▶ Textauszug
++++++++++++++++++++
Ein weiterer wichtiger Schritt zur Sanierung der Dachflächen war die umfassende Untersuchung des Dachstuhls. In Rahmen eines Holzgutachtens wurde unter anderem überprüft, inwieweit die Trag- und Schalhölzer sowie die im Mauerwerk liegenden Balkenköpfe geschädigt sind. Natürlich tauschte man defekte Hölzer komplett aus. Insgesamt betraf dies jedoch nur etwa fünf Prozent des gesamten Dachstuhls.

Zahlreiche Details

Mit der Ausführung der kompletten Dachsanierung einschließlich aller Klempnerarbeiten wurde die Friedrich Lindemann GmbH & Co. KG aus Dannenberg beauftragt. Damit die Dachdecker die Flächenabdichtung fachgerecht an den vorhandenen Brandwänden anschließen konnten, musste hier zunächst die Doppelstehfalzbekleidung bis zur erforderlichen Arbeitshöhe entfernt werden. Sowohl die Dampfsperre wie auch die Elastomerbitumenbahn wurden dann im Zuge der Sanierung entsprechend an der Brandwand hochgeführt. Die Fixierung erfolgte anschließend mit einem Verbundblech. Es bildet die Grundlage für die Evalon-Anschlussbahn. Diese konnte dank der werkseitigen Kaschierung vollflächig auf dem Verbundblech mittels Heißluft verschweißt werden. Nach Anschluss der Flächenbahn an die Anschlussbahn stellten die Dachhandwerker die Brandschutzmauerbekleidung aus Kupfer wieder her. Das glatte Kupferblech mit Tropfkante nieteten die Handwerker an der vorhandenen Doppelstehfalzbekleidung fest.

Auch alle weitere Aufbauten und Abdeckungen im Dachbereich wurden mit Kupfer ausgeführt. Dazu zählen die unterschiedlichen Windenhäuser und Türme, die allesamt eine Doppelstehfalzdeckung aus Kupfer erhielten. Auch die Abdeckbleche der Wandanschlüsse stellten die Dachdecker aus Kupfer her. Selbst die schweren Luken der Dachausstiege erhielten eine neue Kupferabdichtung und passen sich so homogen in das neue Dachbild ein.
++++++++++++++++++++
▶ Angezeigte Daten
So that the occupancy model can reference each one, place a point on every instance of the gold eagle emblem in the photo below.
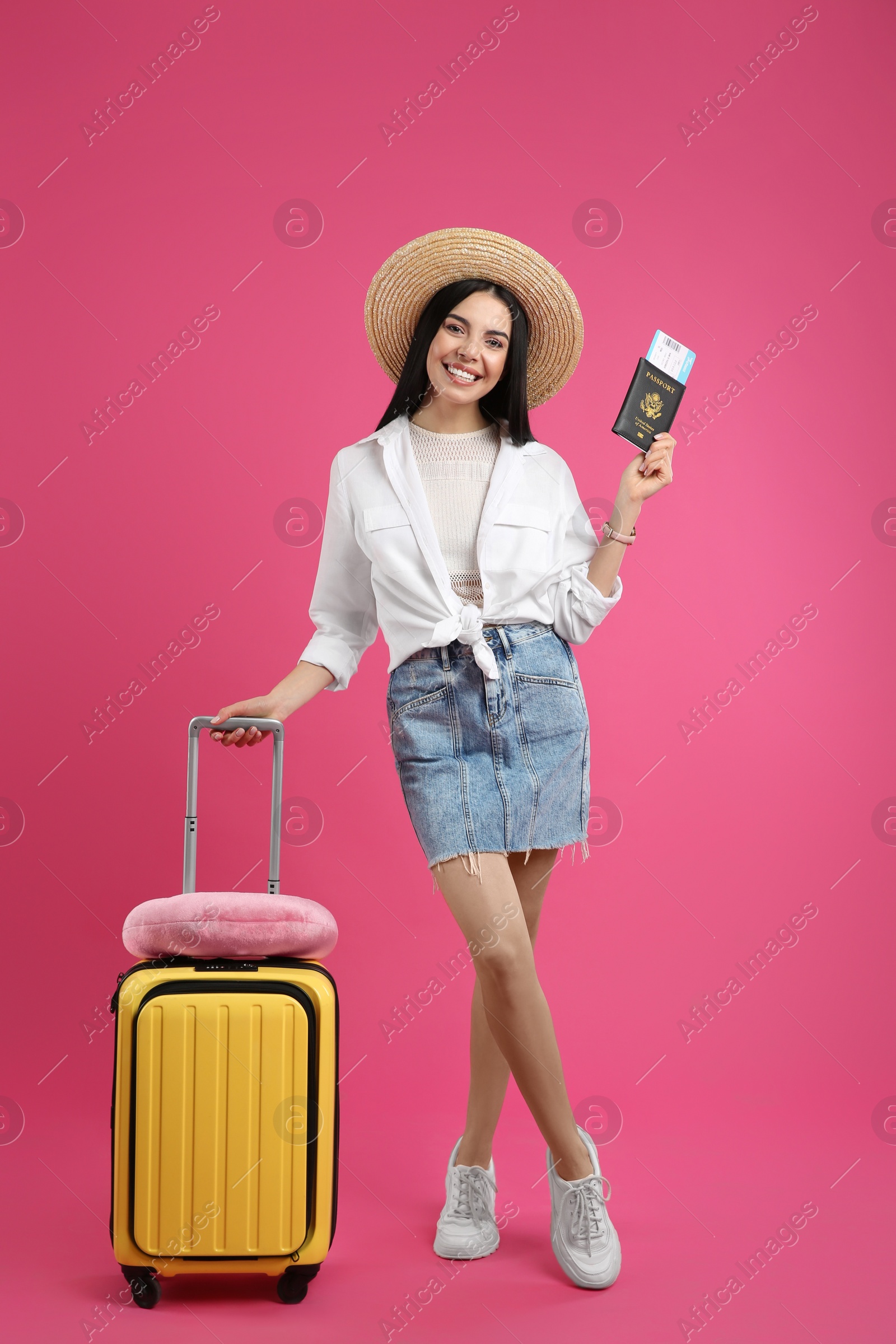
++++++++++++++++++++
▶ Aufgabe
Zähle alle Bauteile im Dachbereich auf, die laut dem Textauszug zur Dachsanierung mit Kupfer bekleidet, gedeckt oder abgedichtet wurden.

▶ Lösung
- Brandschutzmauerbekleidung
- Windenhäuser
- Türme
- Abdeckbleche der Wandanschlüsse
- Luken der Dachausstiege